[[ The records open ]]

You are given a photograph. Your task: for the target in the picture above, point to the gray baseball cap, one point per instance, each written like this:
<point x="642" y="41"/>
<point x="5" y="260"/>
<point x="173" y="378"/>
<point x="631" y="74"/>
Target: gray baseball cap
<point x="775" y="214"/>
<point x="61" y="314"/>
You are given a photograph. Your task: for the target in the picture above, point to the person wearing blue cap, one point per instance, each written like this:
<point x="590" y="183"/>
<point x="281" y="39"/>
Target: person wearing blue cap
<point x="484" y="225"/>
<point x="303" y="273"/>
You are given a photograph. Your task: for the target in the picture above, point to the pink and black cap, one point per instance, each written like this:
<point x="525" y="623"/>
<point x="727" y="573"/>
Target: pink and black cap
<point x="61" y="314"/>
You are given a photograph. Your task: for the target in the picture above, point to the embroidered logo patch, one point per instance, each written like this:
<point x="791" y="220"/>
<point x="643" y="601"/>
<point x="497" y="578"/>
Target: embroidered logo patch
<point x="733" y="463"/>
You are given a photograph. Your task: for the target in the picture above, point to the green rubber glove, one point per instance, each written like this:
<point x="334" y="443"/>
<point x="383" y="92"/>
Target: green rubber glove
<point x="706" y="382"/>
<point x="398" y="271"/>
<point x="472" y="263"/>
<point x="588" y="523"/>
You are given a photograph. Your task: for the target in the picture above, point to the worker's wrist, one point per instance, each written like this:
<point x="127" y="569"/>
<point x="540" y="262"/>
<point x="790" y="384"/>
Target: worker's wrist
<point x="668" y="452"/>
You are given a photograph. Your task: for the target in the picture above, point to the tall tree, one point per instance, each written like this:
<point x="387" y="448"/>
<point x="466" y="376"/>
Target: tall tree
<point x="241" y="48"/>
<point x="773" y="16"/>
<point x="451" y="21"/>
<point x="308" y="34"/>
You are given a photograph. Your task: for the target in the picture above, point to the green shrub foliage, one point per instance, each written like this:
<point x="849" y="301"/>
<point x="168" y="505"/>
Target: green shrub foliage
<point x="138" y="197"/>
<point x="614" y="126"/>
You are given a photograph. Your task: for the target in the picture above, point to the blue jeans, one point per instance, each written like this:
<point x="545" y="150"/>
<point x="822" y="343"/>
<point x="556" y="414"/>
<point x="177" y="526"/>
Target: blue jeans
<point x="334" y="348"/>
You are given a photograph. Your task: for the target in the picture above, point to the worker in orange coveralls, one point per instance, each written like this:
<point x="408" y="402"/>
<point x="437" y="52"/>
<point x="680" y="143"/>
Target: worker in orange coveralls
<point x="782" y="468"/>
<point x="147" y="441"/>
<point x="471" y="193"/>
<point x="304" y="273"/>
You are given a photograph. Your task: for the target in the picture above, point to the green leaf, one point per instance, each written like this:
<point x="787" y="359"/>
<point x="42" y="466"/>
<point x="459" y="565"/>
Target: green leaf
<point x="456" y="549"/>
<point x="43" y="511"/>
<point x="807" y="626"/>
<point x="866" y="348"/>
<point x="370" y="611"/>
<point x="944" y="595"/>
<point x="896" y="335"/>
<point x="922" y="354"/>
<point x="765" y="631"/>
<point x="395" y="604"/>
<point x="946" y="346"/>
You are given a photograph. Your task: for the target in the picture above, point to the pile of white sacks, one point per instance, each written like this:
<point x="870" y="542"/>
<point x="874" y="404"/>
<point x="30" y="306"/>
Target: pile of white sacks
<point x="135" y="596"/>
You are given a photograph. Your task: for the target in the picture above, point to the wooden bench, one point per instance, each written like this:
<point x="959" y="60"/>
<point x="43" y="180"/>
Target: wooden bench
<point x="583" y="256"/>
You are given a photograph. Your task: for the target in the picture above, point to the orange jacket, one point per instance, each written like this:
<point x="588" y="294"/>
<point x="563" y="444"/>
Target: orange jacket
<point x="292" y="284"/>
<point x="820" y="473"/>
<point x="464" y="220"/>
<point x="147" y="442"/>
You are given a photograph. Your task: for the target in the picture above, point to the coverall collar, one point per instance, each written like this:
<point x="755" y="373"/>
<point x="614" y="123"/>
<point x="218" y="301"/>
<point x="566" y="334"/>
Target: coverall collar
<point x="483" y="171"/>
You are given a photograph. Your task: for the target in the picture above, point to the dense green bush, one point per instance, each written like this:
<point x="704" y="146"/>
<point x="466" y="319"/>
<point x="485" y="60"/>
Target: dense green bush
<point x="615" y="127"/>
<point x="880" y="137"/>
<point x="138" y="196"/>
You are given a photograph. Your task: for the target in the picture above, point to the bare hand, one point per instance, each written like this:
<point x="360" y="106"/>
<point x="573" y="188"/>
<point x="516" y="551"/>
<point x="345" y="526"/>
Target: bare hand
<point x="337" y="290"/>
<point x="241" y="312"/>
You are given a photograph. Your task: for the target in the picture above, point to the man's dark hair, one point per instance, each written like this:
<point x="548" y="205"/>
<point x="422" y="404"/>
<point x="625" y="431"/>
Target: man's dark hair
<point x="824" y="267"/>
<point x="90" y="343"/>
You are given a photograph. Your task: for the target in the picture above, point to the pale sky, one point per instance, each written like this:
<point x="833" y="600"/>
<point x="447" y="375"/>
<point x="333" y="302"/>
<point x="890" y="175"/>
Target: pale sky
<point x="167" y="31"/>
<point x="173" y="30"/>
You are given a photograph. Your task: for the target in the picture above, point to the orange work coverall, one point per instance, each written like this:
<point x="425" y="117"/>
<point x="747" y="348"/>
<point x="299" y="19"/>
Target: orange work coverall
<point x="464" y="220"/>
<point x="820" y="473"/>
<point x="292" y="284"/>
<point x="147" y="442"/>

[[ The records closed ]]

Each entry is to be given again, exactly as it stands.

◆ Response to this task ◆
You are given a photograph. Your task: for the target in the picture above, point to the gray baseball cap, one point per instance, each written like this:
<point x="642" y="41"/>
<point x="5" y="260"/>
<point x="173" y="378"/>
<point x="631" y="74"/>
Target: gray baseball cap
<point x="775" y="214"/>
<point x="61" y="314"/>
You are given a photograph. Your task: for the target in the picture above, point to the person wearing blue cap, one point per instance, each written like this:
<point x="590" y="183"/>
<point x="281" y="39"/>
Target: person wearing blue cap
<point x="484" y="225"/>
<point x="303" y="273"/>
You are given a photograph. Your task: for the target in the picture above, point to the pink and black cap, one point per instance, each written like this:
<point x="525" y="623"/>
<point x="727" y="573"/>
Target: pink and black cap
<point x="61" y="314"/>
You are given a photograph. Your task: for the target in the picture above, point to the embroidered logo patch, one point per instance, each written like this:
<point x="791" y="220"/>
<point x="643" y="601"/>
<point x="497" y="578"/>
Target: embroidered logo patch
<point x="733" y="463"/>
You are given a photograph. Your task: for the target in the picture above, point to the green rubber glove, one point per instance, each written like this:
<point x="334" y="443"/>
<point x="383" y="92"/>
Target: green rubber glove
<point x="706" y="382"/>
<point x="398" y="271"/>
<point x="472" y="263"/>
<point x="588" y="523"/>
You are given a photograph. Your task: for the target in the picture above, point to the worker's wrist, one point per instance, each written like this:
<point x="127" y="569"/>
<point x="540" y="262"/>
<point x="790" y="384"/>
Target: worker's wrist
<point x="668" y="452"/>
You are given a photograph. Your task: for the target in the picture above, point to the tall tree, one point per instance, each written like this:
<point x="387" y="448"/>
<point x="466" y="376"/>
Target: tall tree
<point x="241" y="48"/>
<point x="773" y="16"/>
<point x="451" y="21"/>
<point x="308" y="34"/>
You are given a photograph. Your task: for the target in the picture above, point to the green shrub foliage, one point per instance, each written like this:
<point x="849" y="301"/>
<point x="168" y="505"/>
Target: green shrub foliage
<point x="138" y="197"/>
<point x="614" y="126"/>
You are given a photograph. Your task: for the target in the picture above, point to the blue jeans, one point per instance, each written like this:
<point x="545" y="150"/>
<point x="822" y="343"/>
<point x="556" y="414"/>
<point x="177" y="526"/>
Target: blue jeans
<point x="334" y="348"/>
You are given a photograph. Your task: for the target in the picture above, point to the worker in orange coveralls, one point per instance, each written like this:
<point x="408" y="402"/>
<point x="437" y="52"/>
<point x="680" y="143"/>
Target: worker in orange coveralls
<point x="782" y="468"/>
<point x="147" y="441"/>
<point x="471" y="193"/>
<point x="304" y="273"/>
You are given a photograph. Your task: for the target in the picture above, point to the green leaf, one point per instance, each written like this:
<point x="787" y="359"/>
<point x="42" y="466"/>
<point x="459" y="565"/>
Target: green leaf
<point x="456" y="549"/>
<point x="43" y="511"/>
<point x="807" y="626"/>
<point x="866" y="348"/>
<point x="370" y="611"/>
<point x="944" y="595"/>
<point x="896" y="335"/>
<point x="922" y="354"/>
<point x="765" y="631"/>
<point x="395" y="604"/>
<point x="946" y="346"/>
You are given a photograph. Your task: for the target in the picture above, point to the pile of white sacks, one point per instance, each written like this:
<point x="870" y="542"/>
<point x="874" y="404"/>
<point x="30" y="306"/>
Target: pile of white sacks
<point x="135" y="596"/>
You are given a photograph. Your task: for the target in the picture above, point to the wooden bench, one point per instance, each written like this:
<point x="959" y="60"/>
<point x="43" y="180"/>
Target: wooden bench
<point x="583" y="256"/>
You are given a photograph. Your task: for the target in the picture above, point to the orange jacket, one point per instance, each written like this:
<point x="588" y="294"/>
<point x="563" y="444"/>
Target: orange jacket
<point x="292" y="284"/>
<point x="820" y="473"/>
<point x="464" y="220"/>
<point x="147" y="442"/>
You are given a photograph. Your task: for the target in the picture above, point to the coverall collar, one point per instance, each written like this:
<point x="755" y="373"/>
<point x="614" y="123"/>
<point x="218" y="301"/>
<point x="566" y="334"/>
Target: coverall collar
<point x="483" y="171"/>
You are given a photograph. Your task: for the target in the picture above, point to the dense green bush, one point per instance, each written like this:
<point x="704" y="146"/>
<point x="466" y="319"/>
<point x="485" y="60"/>
Target: dense green bush
<point x="615" y="127"/>
<point x="880" y="137"/>
<point x="138" y="196"/>
You are given a photograph. Your task: for the target in the picture above, point to the bare hand, one point per instance, each written like this:
<point x="360" y="106"/>
<point x="573" y="188"/>
<point x="516" y="551"/>
<point x="345" y="526"/>
Target: bare hand
<point x="337" y="290"/>
<point x="241" y="312"/>
You are given a photograph. Your task: for the target in the picture above, point to the man's dark hair, one point per instance, each written like this:
<point x="548" y="205"/>
<point x="422" y="404"/>
<point x="625" y="431"/>
Target: man's dark hair
<point x="824" y="267"/>
<point x="90" y="343"/>
You are given a photograph. Your task: for the target in the picture above, point to the pale sky, one point per instance, each written like this:
<point x="833" y="600"/>
<point x="447" y="375"/>
<point x="333" y="302"/>
<point x="890" y="175"/>
Target: pale sky
<point x="167" y="31"/>
<point x="173" y="30"/>
You are given a photograph. Your task: for the target in the picture above, point to the orange work coverall, one point per instance, each written like this:
<point x="425" y="117"/>
<point x="747" y="348"/>
<point x="299" y="19"/>
Target: orange work coverall
<point x="464" y="220"/>
<point x="820" y="473"/>
<point x="292" y="284"/>
<point x="147" y="442"/>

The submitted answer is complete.